### REQUIRED TASK
Present the portion of the listing that begins at the line containing "For the benchmark, mark each instance of the green" and ends with the line containing "(1020, 455)" as a Markdown table with the columns Row and Line, one numbered row per line and blank lines omitted. Include both of those lines and no others.

--- start EXERCISE DATA ---

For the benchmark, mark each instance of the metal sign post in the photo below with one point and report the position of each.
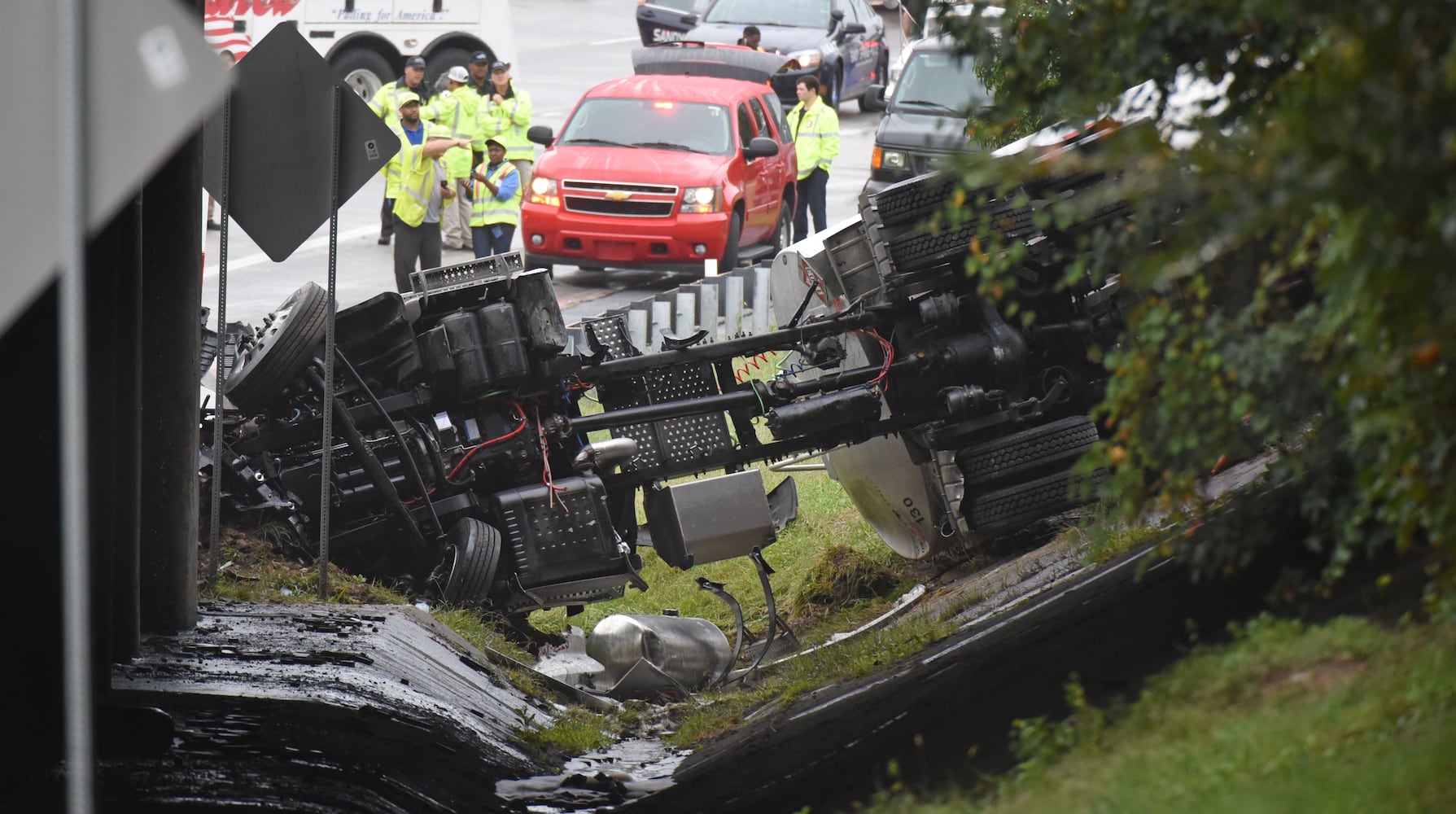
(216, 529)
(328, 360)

--- end EXERCISE DATA ---
--- start EXERCISE DATA ---

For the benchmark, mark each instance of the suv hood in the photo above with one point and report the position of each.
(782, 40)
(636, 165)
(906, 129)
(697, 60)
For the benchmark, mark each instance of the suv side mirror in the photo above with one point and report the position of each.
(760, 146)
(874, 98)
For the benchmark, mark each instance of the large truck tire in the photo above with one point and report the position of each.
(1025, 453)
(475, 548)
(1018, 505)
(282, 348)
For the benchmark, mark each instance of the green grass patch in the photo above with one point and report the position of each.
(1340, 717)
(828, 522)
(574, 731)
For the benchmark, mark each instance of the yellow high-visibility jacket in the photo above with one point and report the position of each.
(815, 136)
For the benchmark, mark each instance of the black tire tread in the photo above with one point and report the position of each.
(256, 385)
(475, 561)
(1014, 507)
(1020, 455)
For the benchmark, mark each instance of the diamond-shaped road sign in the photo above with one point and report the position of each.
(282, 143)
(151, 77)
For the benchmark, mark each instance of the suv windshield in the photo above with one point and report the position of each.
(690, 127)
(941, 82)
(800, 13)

--- end EXERCISE DATA ---

### REPLY
| Row | Line |
|---|---|
| 1 | For the benchmark, mark each instance of the green grass patch in the photo above with one point and report the position of each. |
| 2 | (1340, 717) |
| 3 | (828, 522) |
| 4 | (574, 731) |
| 5 | For the benchmark, mark each instance of the yellow high-visibility jacket in the photo above with one point and report the position of each. |
| 6 | (815, 136) |
| 7 | For the benchmark, mark each instance of the black tire tread in the photo above with one point and report the position of each. |
| 8 | (256, 385) |
| 9 | (475, 561) |
| 10 | (1014, 507) |
| 11 | (1020, 455) |